(Passage shown)
— BEGIN —
Max position embeddings
I think that for CodeLlama 2, "max_position_embeddings": 16384, is the correct line. 4096 is for Llama 2.
This is true, however the fine-tuning data only had items going up to 4k context. I can change it back to 16384, but results may not be great beyond 4k.
Can the fine tuning in 4k affect Codellama rope, when the base model is on 16k?
Anyway, that's what I have in The Bloke GGUF quants of SB 2.2 :
llm_load_print_meta: n_ctx_train = 16384
llm_load_print_meta: n_ctx = 16384 (my pick)
llm_load_print_meta: n_embd = 8192
It's difficult to understand all these changes from the base model to the fine tuning (that part I understand, even if I wonder if the fine tuning totally takes over the initial training of the base model), then to the quant (displaying different values) for us profanes ! ^^
Anyway, thanks for your amazing work, Jon. I'm hooked since your very first version, that I downloaded as soon as it was on HF.
— END —
Records from a data collection:
— BEGIN —
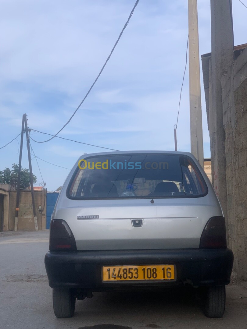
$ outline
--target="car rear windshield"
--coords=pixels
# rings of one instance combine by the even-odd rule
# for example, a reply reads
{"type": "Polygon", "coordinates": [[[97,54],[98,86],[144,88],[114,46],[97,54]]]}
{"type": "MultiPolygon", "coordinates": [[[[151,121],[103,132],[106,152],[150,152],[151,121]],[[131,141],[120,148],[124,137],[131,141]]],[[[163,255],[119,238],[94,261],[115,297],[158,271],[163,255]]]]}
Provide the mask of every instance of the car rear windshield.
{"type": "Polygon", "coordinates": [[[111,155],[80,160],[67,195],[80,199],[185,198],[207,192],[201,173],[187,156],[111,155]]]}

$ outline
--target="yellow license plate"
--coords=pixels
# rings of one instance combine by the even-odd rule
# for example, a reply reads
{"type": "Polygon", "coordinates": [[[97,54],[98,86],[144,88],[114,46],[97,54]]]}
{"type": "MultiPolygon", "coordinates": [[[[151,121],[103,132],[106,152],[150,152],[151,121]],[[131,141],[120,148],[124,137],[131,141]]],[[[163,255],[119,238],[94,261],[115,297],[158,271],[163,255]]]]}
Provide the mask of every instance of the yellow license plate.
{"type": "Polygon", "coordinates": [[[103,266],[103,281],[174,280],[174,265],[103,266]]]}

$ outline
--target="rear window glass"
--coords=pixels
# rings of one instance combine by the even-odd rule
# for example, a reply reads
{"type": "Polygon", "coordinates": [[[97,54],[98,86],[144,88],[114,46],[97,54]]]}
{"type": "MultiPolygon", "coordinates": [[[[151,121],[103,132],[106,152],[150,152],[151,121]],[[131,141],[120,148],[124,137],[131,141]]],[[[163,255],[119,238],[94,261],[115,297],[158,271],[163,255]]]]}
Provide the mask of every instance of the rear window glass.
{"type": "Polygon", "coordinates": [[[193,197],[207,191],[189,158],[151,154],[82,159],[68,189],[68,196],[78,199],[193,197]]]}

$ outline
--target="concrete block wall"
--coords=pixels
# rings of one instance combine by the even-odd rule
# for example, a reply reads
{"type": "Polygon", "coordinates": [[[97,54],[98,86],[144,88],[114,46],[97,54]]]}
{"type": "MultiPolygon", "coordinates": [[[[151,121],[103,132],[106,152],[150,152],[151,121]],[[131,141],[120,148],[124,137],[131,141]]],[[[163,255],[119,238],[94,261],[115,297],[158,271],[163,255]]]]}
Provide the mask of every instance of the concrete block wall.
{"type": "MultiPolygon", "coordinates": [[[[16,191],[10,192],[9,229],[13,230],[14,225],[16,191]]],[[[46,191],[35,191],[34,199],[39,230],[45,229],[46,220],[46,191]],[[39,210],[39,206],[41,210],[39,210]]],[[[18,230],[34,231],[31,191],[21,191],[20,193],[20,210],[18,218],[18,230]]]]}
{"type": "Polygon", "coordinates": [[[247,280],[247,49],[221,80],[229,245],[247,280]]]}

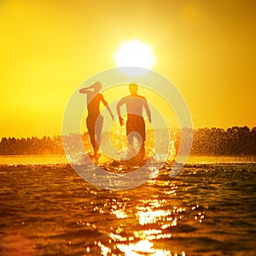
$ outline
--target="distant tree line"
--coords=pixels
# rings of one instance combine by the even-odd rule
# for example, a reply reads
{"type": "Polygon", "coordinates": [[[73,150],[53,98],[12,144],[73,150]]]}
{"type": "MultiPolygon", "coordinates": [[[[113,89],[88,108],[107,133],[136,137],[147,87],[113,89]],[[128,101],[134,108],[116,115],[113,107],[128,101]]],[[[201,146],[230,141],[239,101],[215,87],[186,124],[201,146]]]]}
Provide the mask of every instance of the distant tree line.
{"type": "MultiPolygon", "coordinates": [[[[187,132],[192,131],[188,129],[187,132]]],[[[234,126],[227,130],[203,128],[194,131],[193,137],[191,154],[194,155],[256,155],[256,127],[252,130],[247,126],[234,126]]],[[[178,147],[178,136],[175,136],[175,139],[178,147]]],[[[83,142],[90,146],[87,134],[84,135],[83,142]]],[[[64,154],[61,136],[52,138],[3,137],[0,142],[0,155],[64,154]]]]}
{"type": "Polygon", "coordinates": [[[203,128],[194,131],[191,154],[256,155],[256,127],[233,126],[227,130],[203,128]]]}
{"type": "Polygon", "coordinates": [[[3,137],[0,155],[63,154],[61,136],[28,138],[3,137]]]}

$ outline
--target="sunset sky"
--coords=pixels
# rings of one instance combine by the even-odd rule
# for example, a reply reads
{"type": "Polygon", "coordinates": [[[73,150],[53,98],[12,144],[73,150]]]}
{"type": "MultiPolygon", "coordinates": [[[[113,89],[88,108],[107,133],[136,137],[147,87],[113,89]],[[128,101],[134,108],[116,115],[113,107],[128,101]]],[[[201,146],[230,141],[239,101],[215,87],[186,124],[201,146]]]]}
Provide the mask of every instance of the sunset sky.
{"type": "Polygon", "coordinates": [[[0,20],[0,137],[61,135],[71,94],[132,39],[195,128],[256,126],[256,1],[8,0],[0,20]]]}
— END —
(To do)
A) In the thread about max position embeddings, name each setting that appears right after "llm_load_print_meta:", along with the value shown for it.
B) Pick up the thread about max position embeddings after its last sentence and write the next reply.

(Expected outputs)
A)
n_ctx_train = 16384
n_ctx = 16384
n_embd = 8192

B)
It's probably fine TBH, I was just playing it safe.
I don't think the fine-tuning on 4k would completely degrade the 16k performance, although I would imagine the model will likely be resistant to producing more than 4k tokens, and things like contextual question answering may suffer beyond that just due to lack of fine-tuning data, but I haven't had the time to really analyze it.
Glad you like the models!